» **Aim of the task**:
List each line of the listing that contains the string "target", treating uppercase and lowercase letters as different.

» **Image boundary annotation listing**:
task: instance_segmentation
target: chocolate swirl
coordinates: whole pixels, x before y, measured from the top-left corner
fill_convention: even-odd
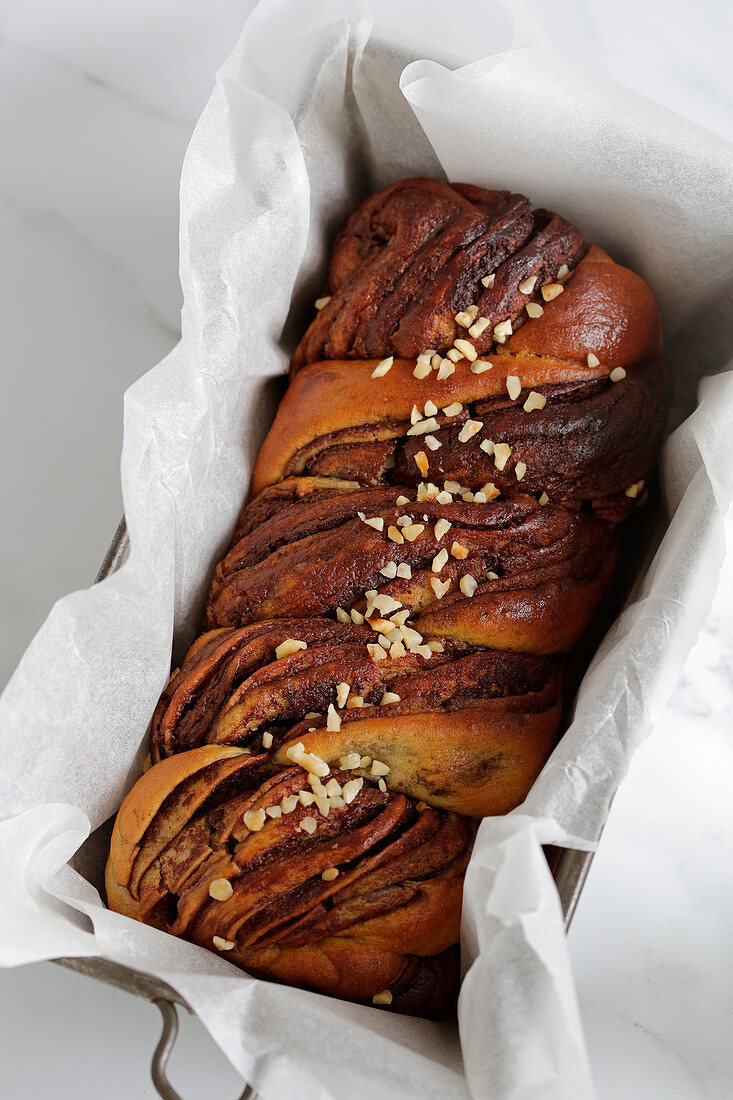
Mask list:
[[[333,245],[108,900],[252,974],[456,997],[471,818],[556,741],[670,376],[634,272],[522,195],[401,180]]]
[[[161,697],[153,759],[238,745],[286,767],[299,745],[333,767],[355,754],[365,779],[380,760],[391,790],[468,816],[518,805],[557,735],[557,661],[450,641],[375,661],[375,637],[328,619],[204,635]]]
[[[293,356],[293,371],[324,359],[414,359],[442,351],[464,334],[456,314],[475,305],[490,326],[521,323],[528,300],[583,254],[582,238],[565,219],[533,210],[523,195],[486,191],[435,179],[402,179],[348,219],[333,244],[330,300]],[[481,279],[494,273],[490,287]],[[518,284],[536,279],[523,295]]]
[[[112,908],[250,974],[440,1015],[470,823],[339,769],[269,770],[214,746],[151,768],[114,824]]]
[[[381,620],[369,614],[365,593],[374,592],[394,601],[395,613],[408,609],[426,638],[537,653],[572,648],[613,568],[608,525],[527,496],[416,495],[327,479],[267,491],[245,508],[217,566],[207,625],[339,608]]]

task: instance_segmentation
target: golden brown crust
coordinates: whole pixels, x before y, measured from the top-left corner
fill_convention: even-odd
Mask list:
[[[236,542],[214,576],[207,626],[333,615],[337,608],[363,614],[365,593],[375,591],[408,608],[411,626],[426,637],[540,653],[572,648],[613,564],[606,524],[532,497],[442,504],[435,495],[416,495],[400,485],[281,483],[254,502],[252,517],[245,509],[240,518]],[[381,529],[359,514],[381,521]],[[412,540],[400,534],[405,521],[411,532],[419,529]],[[436,573],[434,561],[444,550]],[[387,579],[381,571],[391,572],[390,563],[407,575]],[[475,581],[470,597],[461,591],[463,578]],[[439,598],[436,580],[444,586]]]
[[[307,650],[277,659],[286,637]],[[161,698],[153,757],[237,744],[287,767],[302,744],[332,767],[354,752],[381,760],[390,790],[456,813],[518,805],[557,735],[557,663],[449,642],[427,657],[374,661],[373,637],[322,619],[212,631]],[[328,728],[329,707],[338,728]],[[369,766],[352,770],[370,778]]]
[[[108,901],[251,974],[437,1015],[470,818],[519,805],[551,751],[557,654],[670,376],[646,283],[522,195],[400,180],[343,226],[328,290]]]
[[[254,974],[366,1002],[393,987],[401,1011],[444,1011],[470,825],[338,769],[263,780],[249,759],[234,787],[223,772],[211,783],[231,765],[221,747],[151,768],[114,823],[108,903]],[[154,855],[136,873],[142,850]]]
[[[474,305],[491,328],[524,316],[539,287],[583,254],[578,230],[523,195],[467,184],[401,179],[370,196],[338,234],[330,300],[293,356],[293,372],[321,359],[415,358],[462,333],[456,314]],[[481,282],[494,273],[491,286]],[[534,277],[523,294],[518,284]]]

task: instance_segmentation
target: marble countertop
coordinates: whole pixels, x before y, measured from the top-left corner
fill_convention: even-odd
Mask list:
[[[0,117],[0,684],[121,512],[122,393],[178,338],[177,188],[250,4],[4,0]],[[448,8],[448,6],[446,6]],[[716,0],[538,0],[568,53],[733,136],[733,14]],[[693,33],[691,33],[693,29]],[[614,803],[570,950],[603,1100],[731,1093],[733,560],[664,719]],[[51,964],[0,971],[2,1094],[155,1094],[157,1010]],[[173,1082],[237,1096],[184,1020]],[[39,1057],[42,1052],[42,1057]]]

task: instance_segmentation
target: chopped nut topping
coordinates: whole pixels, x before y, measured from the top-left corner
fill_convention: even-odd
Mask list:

» **Task answer**:
target: chocolate swirl
target: golden brown crust
target: marble countertop
target: chopped nut topping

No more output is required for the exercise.